■ **PROMPT**
Every record here needs to be written out again exactly.

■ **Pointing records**
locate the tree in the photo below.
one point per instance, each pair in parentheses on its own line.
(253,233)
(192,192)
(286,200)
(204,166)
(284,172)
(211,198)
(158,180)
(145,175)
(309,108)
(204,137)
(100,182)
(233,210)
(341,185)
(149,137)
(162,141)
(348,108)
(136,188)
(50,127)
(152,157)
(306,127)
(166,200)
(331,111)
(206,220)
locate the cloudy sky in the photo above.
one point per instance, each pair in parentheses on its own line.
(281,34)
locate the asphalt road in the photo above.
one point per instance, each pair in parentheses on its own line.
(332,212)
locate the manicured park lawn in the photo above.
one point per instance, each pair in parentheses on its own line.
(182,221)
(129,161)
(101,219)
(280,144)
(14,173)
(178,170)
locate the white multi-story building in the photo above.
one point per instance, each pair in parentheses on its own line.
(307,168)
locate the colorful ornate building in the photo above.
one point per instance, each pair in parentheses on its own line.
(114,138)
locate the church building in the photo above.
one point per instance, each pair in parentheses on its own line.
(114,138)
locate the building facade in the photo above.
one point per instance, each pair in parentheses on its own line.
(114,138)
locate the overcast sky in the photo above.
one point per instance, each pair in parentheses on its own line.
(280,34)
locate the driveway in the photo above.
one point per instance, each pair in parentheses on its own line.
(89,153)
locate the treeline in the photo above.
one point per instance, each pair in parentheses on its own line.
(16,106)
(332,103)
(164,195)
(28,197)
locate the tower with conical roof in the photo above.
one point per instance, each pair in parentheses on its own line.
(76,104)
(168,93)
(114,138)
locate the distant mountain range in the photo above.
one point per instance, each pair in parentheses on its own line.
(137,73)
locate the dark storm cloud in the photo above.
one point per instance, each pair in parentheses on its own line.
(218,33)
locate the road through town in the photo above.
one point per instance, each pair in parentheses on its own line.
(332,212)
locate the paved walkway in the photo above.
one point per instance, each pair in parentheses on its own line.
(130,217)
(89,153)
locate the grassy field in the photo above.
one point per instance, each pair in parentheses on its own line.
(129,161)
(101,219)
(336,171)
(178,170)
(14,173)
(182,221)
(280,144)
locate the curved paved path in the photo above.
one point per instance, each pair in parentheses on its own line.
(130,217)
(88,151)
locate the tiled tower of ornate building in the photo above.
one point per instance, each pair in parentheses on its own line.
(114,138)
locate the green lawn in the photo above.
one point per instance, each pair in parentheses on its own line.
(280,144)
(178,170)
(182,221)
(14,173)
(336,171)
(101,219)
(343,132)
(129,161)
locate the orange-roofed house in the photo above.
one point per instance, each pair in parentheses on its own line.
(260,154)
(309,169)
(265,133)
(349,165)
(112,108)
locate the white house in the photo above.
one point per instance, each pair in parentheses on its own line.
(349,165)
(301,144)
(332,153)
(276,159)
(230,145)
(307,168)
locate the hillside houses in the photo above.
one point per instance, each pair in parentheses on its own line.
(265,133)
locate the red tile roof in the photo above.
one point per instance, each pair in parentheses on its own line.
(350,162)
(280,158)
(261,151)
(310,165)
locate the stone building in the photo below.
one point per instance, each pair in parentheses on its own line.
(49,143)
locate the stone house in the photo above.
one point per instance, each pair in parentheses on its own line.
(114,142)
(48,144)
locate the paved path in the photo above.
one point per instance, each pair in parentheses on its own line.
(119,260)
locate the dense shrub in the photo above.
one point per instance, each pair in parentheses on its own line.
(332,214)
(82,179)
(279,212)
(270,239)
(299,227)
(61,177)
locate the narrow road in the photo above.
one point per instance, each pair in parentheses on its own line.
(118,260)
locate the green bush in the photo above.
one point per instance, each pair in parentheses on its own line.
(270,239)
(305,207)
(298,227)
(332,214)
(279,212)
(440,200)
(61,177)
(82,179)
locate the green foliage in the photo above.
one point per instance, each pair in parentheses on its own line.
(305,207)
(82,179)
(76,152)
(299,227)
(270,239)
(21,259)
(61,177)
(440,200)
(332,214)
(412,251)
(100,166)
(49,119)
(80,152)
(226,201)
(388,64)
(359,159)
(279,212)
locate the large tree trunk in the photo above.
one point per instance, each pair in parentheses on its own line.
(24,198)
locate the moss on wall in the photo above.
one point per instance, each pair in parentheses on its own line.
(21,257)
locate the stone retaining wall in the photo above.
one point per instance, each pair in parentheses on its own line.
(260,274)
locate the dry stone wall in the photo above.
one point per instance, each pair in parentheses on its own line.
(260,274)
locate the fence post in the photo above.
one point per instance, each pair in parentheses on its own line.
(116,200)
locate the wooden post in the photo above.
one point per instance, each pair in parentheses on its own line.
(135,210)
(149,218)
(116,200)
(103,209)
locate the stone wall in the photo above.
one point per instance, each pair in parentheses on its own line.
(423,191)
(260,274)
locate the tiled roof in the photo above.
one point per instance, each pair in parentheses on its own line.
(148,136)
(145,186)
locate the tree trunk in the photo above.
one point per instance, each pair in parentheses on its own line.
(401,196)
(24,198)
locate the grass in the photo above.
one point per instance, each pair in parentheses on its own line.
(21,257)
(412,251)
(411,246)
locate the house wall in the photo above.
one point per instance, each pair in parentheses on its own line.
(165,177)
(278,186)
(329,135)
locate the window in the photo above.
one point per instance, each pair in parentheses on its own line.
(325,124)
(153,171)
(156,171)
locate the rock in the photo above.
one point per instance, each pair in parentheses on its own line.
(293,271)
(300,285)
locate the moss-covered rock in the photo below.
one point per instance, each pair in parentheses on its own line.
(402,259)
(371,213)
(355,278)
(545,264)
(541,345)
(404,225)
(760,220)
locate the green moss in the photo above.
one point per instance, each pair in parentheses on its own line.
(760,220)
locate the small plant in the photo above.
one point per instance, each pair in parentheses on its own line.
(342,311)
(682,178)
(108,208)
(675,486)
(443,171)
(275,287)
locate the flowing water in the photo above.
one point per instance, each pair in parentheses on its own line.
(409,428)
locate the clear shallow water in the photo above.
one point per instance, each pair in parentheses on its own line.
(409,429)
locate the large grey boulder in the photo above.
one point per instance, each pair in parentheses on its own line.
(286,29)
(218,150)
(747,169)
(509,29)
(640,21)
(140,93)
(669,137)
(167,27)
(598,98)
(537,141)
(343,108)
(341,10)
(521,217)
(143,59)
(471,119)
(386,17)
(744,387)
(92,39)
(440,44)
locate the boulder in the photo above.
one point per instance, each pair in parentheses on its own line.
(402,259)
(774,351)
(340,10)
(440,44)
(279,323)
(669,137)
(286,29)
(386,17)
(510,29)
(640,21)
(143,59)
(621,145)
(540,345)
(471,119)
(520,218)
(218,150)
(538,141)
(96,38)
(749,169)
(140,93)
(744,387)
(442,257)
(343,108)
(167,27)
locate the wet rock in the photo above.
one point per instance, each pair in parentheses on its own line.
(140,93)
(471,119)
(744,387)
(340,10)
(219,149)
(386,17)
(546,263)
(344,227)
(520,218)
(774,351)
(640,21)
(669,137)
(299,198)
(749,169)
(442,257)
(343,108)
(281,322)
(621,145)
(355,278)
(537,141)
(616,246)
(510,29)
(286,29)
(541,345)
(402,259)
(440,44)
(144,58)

■ **SOLUTION BELOW**
locate the tree in the photo below.
one point per instance, each pair in parentheses on its own line.
(253,233)
(192,192)
(286,200)
(204,166)
(284,172)
(211,198)
(158,180)
(145,175)
(309,108)
(204,137)
(100,182)
(233,210)
(341,185)
(149,137)
(162,141)
(348,108)
(136,188)
(50,127)
(152,157)
(306,127)
(166,200)
(331,111)
(206,220)
locate the cloudy sky in the photo above.
one point per instance, each pair in parentheses on its own line.
(281,34)
locate the asphalt road in the photo above.
one point per instance, each pair in parentheses on its own line.
(332,212)
locate the manicured park lawn in the photo above.
one point per instance, each pair in parentheses on its own line.
(182,221)
(129,161)
(101,219)
(280,144)
(14,173)
(178,170)
locate the white multi-story building in the photo above.
one point per instance, each pair in parentheses on its own line.
(307,168)
locate the colorful ornate building in the photo above.
one point per instance, each pair in parentheses on its own line.
(114,138)
locate the church building in the photo above.
one point per instance, each pair in parentheses on its own line.
(114,138)
locate the building facade in the photo above.
one point per instance, each pair in parentheses on its own line.
(114,138)
locate the overcast sky in the photo above.
one point per instance, each pair in parentheses on its own line.
(280,34)
locate the driveway in the photo above.
one point per instance, each pair in parentheses on its own line.
(89,153)
locate the treeline in the photo above.
one point per instance, each pair in parentheses on its own line.
(16,106)
(332,103)
(164,195)
(28,197)
locate the tower with conical roof in the photo above.
one point per instance, each pair in parentheses on its own line.
(76,104)
(168,93)
(114,138)
locate the distant mountain range in the photo above.
one point per instance, each pair in parentheses on its own line.
(137,73)
locate the dark storm cloud in the photo above.
one point per instance, each pair in parentheses on its own line.
(218,33)
locate the road through town in the photo above.
one point per instance, each pair in parentheses on its own line.
(332,212)
locate the paved walkway in the photo above.
one point per instance, each pair in parentheses on its own line.
(130,217)
(89,153)
locate the grassy field in the photo above.
one point per instance, each pair in parentheses on its own line.
(129,161)
(101,219)
(336,171)
(178,170)
(14,173)
(182,221)
(280,144)
locate the curved paved path in the photo above.
one point per instance, each pair in parentheses on its own line.
(130,217)
(88,151)
locate the tiled tower of ornate building in the photo above.
one point per instance, each pair in parentheses on its own line.
(114,138)
locate the green lawn in the photo above.
one point per instance, each pair in parentheses on its own line.
(280,144)
(178,170)
(182,221)
(14,173)
(336,171)
(101,219)
(343,132)
(129,161)
locate the orange-roofed house in the photo above.
one point per instance, each pair in parentheses on its own line.
(260,154)
(309,169)
(265,133)
(349,165)
(112,108)
locate the white house in the photo above.
one point per instance, each pair in parentheses on its own line.
(349,165)
(301,144)
(332,153)
(276,159)
(230,145)
(307,168)
locate the hillside houses in the photo above.
one point per instance, each pair in parentheses on its own line.
(265,133)
locate the red tile roof in the photo above.
one point per instance, each pair in parentheses on its own line.
(350,162)
(280,158)
(261,151)
(310,165)
locate the stone building in the photo below.
one point per instance, each pair in parentheses on its own line.
(49,143)
locate the stone house in the photo above.
one point per instance, each pair in parentheses on its own line.
(114,142)
(48,144)
locate the paved path in the photo above.
one point per instance, each pair in parentheses on its own line.
(119,260)
locate the dense shrub in the photo above.
one point per instance, each pair in parentheses on its own line.
(332,214)
(82,179)
(279,212)
(270,239)
(299,227)
(61,177)
locate the narrow road in the photo above.
one point per instance, each pair in parentheses on its own line.
(118,260)
locate the green bush in the photo above.
one point per instance, each pair in parentheses on its own line.
(270,239)
(305,207)
(298,227)
(332,214)
(279,212)
(440,200)
(61,177)
(82,179)
locate the green foliage in the photo above.
one point per instance, each pair in parentheses on its own line.
(305,207)
(82,179)
(76,152)
(299,227)
(270,239)
(21,259)
(61,177)
(440,200)
(332,214)
(412,251)
(100,166)
(49,119)
(80,152)
(226,201)
(388,64)
(359,159)
(279,212)
locate the large tree trunk in the photo above.
one point per instance, each pair in parentheses on its own line.
(24,198)
locate the moss on wall in the photo above.
one point per instance, each pair in parentheses on its own line.
(21,257)
locate the stone retaining wall in the photo above.
one point per instance, each pair in parentheses on its own line.
(260,274)
locate the dry stone wall in the photo above.
one point per instance, each pair in parentheses on its own line.
(260,274)
locate the fence post in the photo above.
one point per instance, each pair in parentheses on its own line.
(116,200)
locate the wooden post in the photo above.
one point per instance, each pair in parentheses on its own line.
(135,210)
(149,218)
(116,200)
(103,209)
locate the stone wall in the photo above.
one point per instance, each pair in parentheses on its own line.
(423,191)
(260,274)
locate the tiled roof in the photo above.
one point per instance, each pair in parentheses on its own line.
(148,136)
(145,186)
locate the tree trunk in the photo above.
one point per instance, each pair in parentheses on its own line.
(401,196)
(24,198)
locate the grass in the photo above.
one point per instance, each pair in parentheses on its own line.
(21,257)
(412,251)
(411,246)
locate the house wall in the photo above.
one point per instance, each pair in parentheses on its own line.
(165,177)
(278,186)
(329,135)
locate the window in the photo above.
one point per instance, each pair in parentheses on its own line.
(325,124)
(153,171)
(156,171)
locate the rock in the photo above.
one point per instance, each pair in parentheses on its own line.
(293,271)
(300,285)
locate the moss-covered rock in the photo below.
one point per instance, each pair in parentheses on its own line.
(402,259)
(371,213)
(355,278)
(545,264)
(541,345)
(404,225)
(760,220)
locate the green moss in the photo above.
one point per instance, each pair in parentheses on its own line.
(760,220)
locate the small plant in the photo above.
one point per instance, each pair in parentheses on its own line.
(342,311)
(682,178)
(108,208)
(675,486)
(443,171)
(275,287)
locate the flowing water in the photo above.
one point per instance, each pair in parentheses on its own line.
(409,428)
locate the clear shallow water in the photo above.
one point per instance, each pair in parentheses on its own line.
(409,429)
locate the large grey boulder in the photo above.
one point per instance, each pair in parentheses on its own line.
(286,29)
(218,150)
(747,169)
(509,29)
(640,21)
(140,93)
(669,137)
(167,27)
(598,98)
(537,141)
(343,108)
(341,10)
(521,217)
(143,59)
(471,119)
(386,17)
(744,387)
(92,39)
(440,44)
locate the boulder in the photo above.
one point per instance, each pair in parentheses on its own line.
(402,259)
(774,351)
(340,10)
(440,44)
(279,323)
(669,137)
(286,29)
(386,17)
(510,29)
(640,21)
(143,59)
(621,145)
(540,345)
(471,119)
(520,218)
(218,150)
(538,141)
(96,38)
(749,169)
(140,93)
(744,387)
(442,257)
(343,108)
(167,27)
locate the wet rock in the photo above.
one point per instance, each pair in parentheses on its own line.
(140,93)
(471,119)
(744,387)
(340,10)
(219,149)
(386,17)
(546,263)
(344,227)
(520,218)
(774,351)
(640,21)
(669,137)
(299,198)
(749,169)
(442,257)
(343,108)
(281,322)
(621,145)
(355,278)
(537,141)
(616,246)
(510,29)
(286,29)
(541,345)
(402,259)
(440,44)
(144,58)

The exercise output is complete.